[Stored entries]
◆ ◆ ◆

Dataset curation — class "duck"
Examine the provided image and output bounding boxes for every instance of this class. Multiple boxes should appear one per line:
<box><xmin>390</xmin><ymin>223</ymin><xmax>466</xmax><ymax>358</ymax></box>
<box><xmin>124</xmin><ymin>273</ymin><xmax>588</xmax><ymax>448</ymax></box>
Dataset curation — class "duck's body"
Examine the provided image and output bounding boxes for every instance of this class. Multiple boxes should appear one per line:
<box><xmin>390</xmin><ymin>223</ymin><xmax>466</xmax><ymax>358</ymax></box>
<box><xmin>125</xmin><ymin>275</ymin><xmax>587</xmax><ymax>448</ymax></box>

◆ ◆ ◆

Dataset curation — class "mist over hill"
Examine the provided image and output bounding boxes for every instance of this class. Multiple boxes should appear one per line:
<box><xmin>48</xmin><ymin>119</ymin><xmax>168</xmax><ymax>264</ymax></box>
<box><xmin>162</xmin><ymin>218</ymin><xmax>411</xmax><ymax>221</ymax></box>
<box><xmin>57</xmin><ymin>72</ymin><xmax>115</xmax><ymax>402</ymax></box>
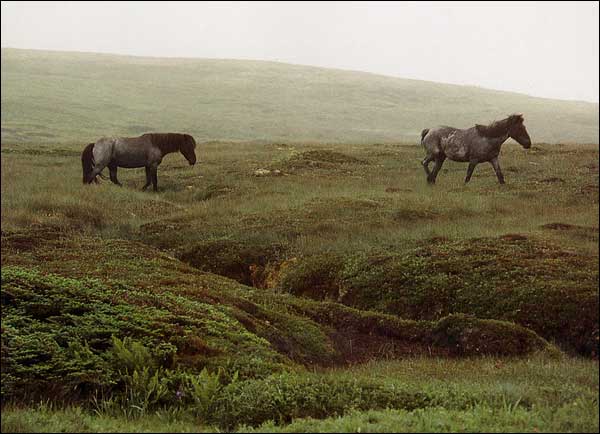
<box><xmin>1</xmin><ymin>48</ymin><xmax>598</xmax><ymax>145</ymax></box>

◆ ◆ ◆

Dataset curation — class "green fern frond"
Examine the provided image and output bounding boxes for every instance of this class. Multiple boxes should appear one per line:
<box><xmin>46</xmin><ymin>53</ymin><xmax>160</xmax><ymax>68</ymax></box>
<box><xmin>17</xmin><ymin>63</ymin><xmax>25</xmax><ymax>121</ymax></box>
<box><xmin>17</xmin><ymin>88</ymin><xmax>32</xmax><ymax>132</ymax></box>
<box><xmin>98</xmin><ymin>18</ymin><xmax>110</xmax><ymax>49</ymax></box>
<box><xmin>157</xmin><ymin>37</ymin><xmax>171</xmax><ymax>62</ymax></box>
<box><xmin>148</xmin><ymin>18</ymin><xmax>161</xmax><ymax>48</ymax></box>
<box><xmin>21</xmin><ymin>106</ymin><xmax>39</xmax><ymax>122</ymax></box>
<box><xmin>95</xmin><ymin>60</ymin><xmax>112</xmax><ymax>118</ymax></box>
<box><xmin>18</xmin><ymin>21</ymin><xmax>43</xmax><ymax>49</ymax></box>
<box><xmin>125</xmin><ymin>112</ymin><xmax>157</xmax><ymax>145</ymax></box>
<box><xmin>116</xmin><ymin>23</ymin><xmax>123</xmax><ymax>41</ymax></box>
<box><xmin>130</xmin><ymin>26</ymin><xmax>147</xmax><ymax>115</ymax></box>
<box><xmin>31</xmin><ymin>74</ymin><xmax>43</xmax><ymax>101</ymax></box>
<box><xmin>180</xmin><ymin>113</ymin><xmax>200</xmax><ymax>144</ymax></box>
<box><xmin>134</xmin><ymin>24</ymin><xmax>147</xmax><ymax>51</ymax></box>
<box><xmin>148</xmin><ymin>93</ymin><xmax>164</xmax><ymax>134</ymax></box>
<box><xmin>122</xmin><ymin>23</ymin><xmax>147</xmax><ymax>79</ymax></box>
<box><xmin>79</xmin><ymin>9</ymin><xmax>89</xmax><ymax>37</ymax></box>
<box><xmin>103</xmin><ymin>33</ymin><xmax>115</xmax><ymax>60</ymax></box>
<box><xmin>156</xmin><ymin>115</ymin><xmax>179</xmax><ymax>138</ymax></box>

◆ ◆ ◆

#### EXERCISE PROMPT:
Show every line in the entries above that contains the string "curation".

#### TASK SOLUTION:
Dataset curation — class "duck"
Dataset curation — class "duck's body"
Dataset curation — class "mist over hill"
Dataset curation — class "green fern frond"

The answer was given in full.